▸ Records from a data collection:
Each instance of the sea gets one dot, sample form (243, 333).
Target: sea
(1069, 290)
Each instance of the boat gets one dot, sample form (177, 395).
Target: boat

▸ EXERCISE AIM:
Wherever the string "Each" appears in a line of the records, copy that line.

▸ PROBLEM SOLUTION:
Each instance of the sea gets one dot, sample form (243, 333).
Each instance of the boat gets one dot, sample form (177, 395).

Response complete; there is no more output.